> **読解用抜粋**:
OSGグラインドテック 新工場をお披露目

オーエスジーの100%子会社であるOSGグラインドテック(社長=狩生宗毅氏、本社:茨城県常総市)が本年6月9日、新工場を記者団に披露した。従来からの「ねじ転造工具」「切削工具の再研磨サービス」事業に加え、新たな柱としてオーエスジー大池工場から設備を移管し、「超硬エンドミル等の製品生産」をスタートさせた。新工場をレポートする。

まず、ドリルやエンドミル等などの工具再研磨生産エリアを拝見。工場の1/4程度の敷地が再研磨工程で活用されている。設備は、NC機が13台、手動機や小型設備を含めると、再研磨生産エリアで約70台の設備を保有。左を見ると黄色いカバーのある自動供給装置(ローダー)があった。NC機13台のうち4台はローダーが付いており、大ロットのものはローダー機で夜間運転をしているという。小ロットのものは、半自動の設備で生産し、1ロットあたり製品の本数は2.5本~3本程度という細かな製品の生産をしている。生産能力は超硬エンドミルが中心になるが月産で1万3000本の生産能力を誇る。
さらに進んでいくと、工場の真ん中に大きな通路があり、工場の半分ほどの面積を占めるのは、ねじ転造丸ダイスの生産エリアだ。このエリアはねじ転造丸ダイスのメインの工程である〝ねじ研〟が実行される。こちらの設備はねじ研以外の工程を含めるとNC機が34台、小型の設備等を含めると約70台の設備で生産をしている。なお、4月に最新の〝ねじ研設備〟を導入し、現在、ねじ研工程はNC機18台で生産している。こちらの生産能力は月産で900セット(転造ローラーは2個1セットで使用する)。今後は生産性を向上させ、月産1,000セット以上を目指す。

> **データ部分**:

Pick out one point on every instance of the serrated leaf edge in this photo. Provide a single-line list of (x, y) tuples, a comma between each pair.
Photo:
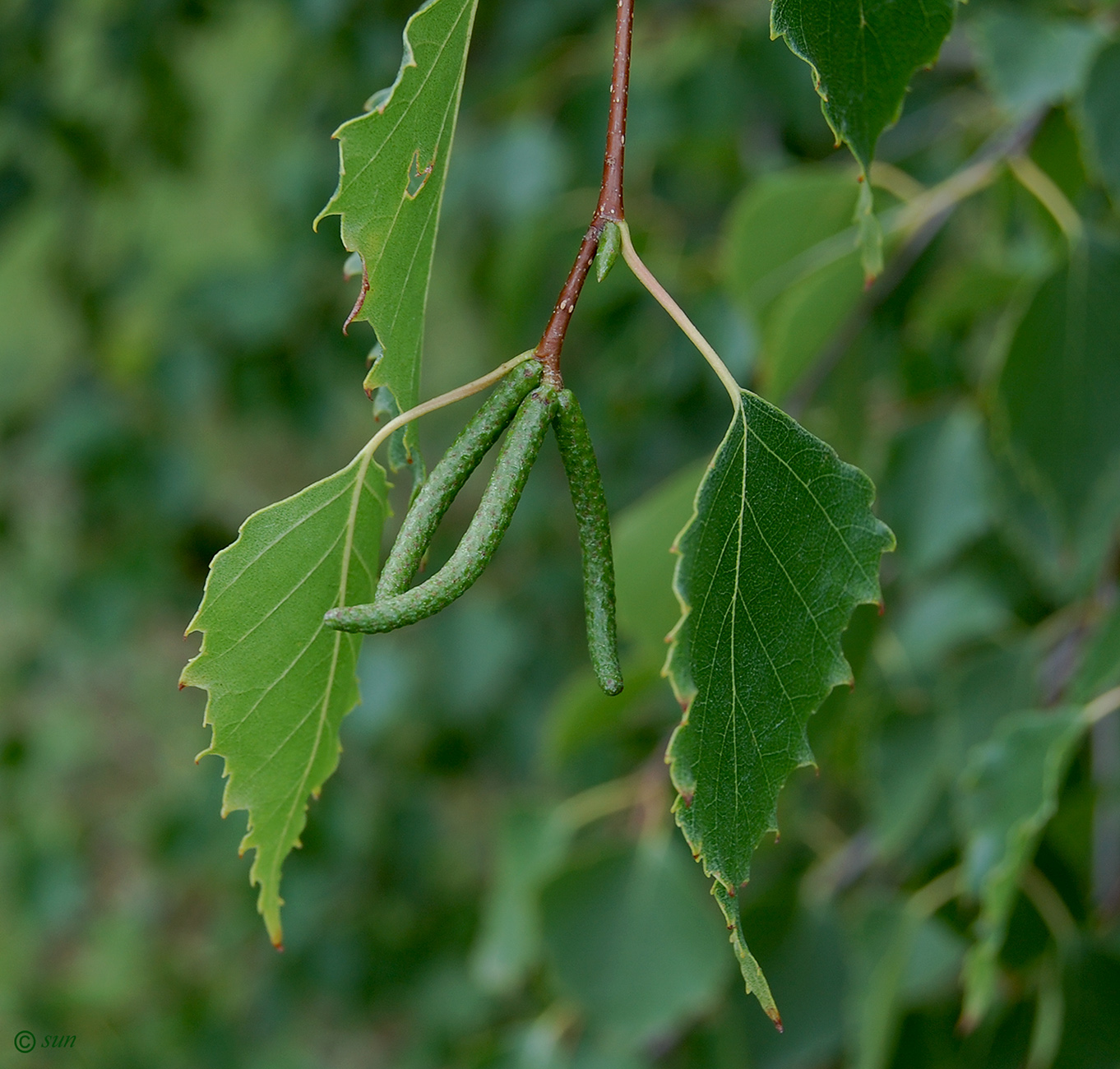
[(271, 914)]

> **記述課題**:
1 > OSGグラインドテック新工場の記事によると、再研磨生産エリアにあるNC機13台のうち、ローダーが付いているのは何台ですか？
2 > OSGグラインドテック新工場の記事から、「オーエスジーの100%子会社」を含む語句で始まり「させ、月産1,000セット以上を目指す。」の直後で終わる部分を、そのまま書き写してください。

> **課題別解答**:
1 > 4台です。

2 >
オーエスジーの100%子会社であるOSGグラインドテック(社長=狩生宗毅氏、本社:茨城県常総市)が本年6月9日、新工場を記者団に披露した。従来からの「ねじ転造工具」「切削工具の再研磨サービス」事業に加え、新たな柱としてオーエスジー大池工場から設備を移管し、「超硬エンドミル等の製品生産」をスタートさせた。新工場をレポートする。

まず、ドリルやエンドミル等などの工具再研磨生産エリアを拝見。工場の1/4程度の敷地が再研磨工程で活用されている。設備は、NC機が13台、手動機や小型設備を含めると、再研磨生産エリアで約70台の設備を保有。左を見ると黄色いカバーのある自動供給装置(ローダー)があった。NC機13台のうち4台はローダーが付いており、大ロットのものはローダー機で夜間運転をしているという。小ロットのものは、半自動の設備で生産し、1ロットあたり製品の本数は2.5本~3本程度という細かな製品の生産をしている。生産能力は超硬エンドミルが中心になるが月産で1万3000本の生産能力を誇る。
さらに進んでいくと、工場の真ん中に大きな通路があり、工場の半分ほどの面積を占めるのは、ねじ転造丸ダイスの生産エリアだ。このエリアはねじ転造丸ダイスのメインの工程である〝ねじ研〟が実行される。こちらの設備はねじ研以外の工程を含めるとNC機が34台、小型の設備等を含めると約70台の設備で生産をしている。なお、4月に最新の〝ねじ研設備〟を導入し、現在、ねじ研工程はNC機18台で生産している。こちらの生産能力は月産で900セット(転造ローラーは2個1セットで使用する)。今後は生産性を向上させ、月産1,000セット以上を目指す。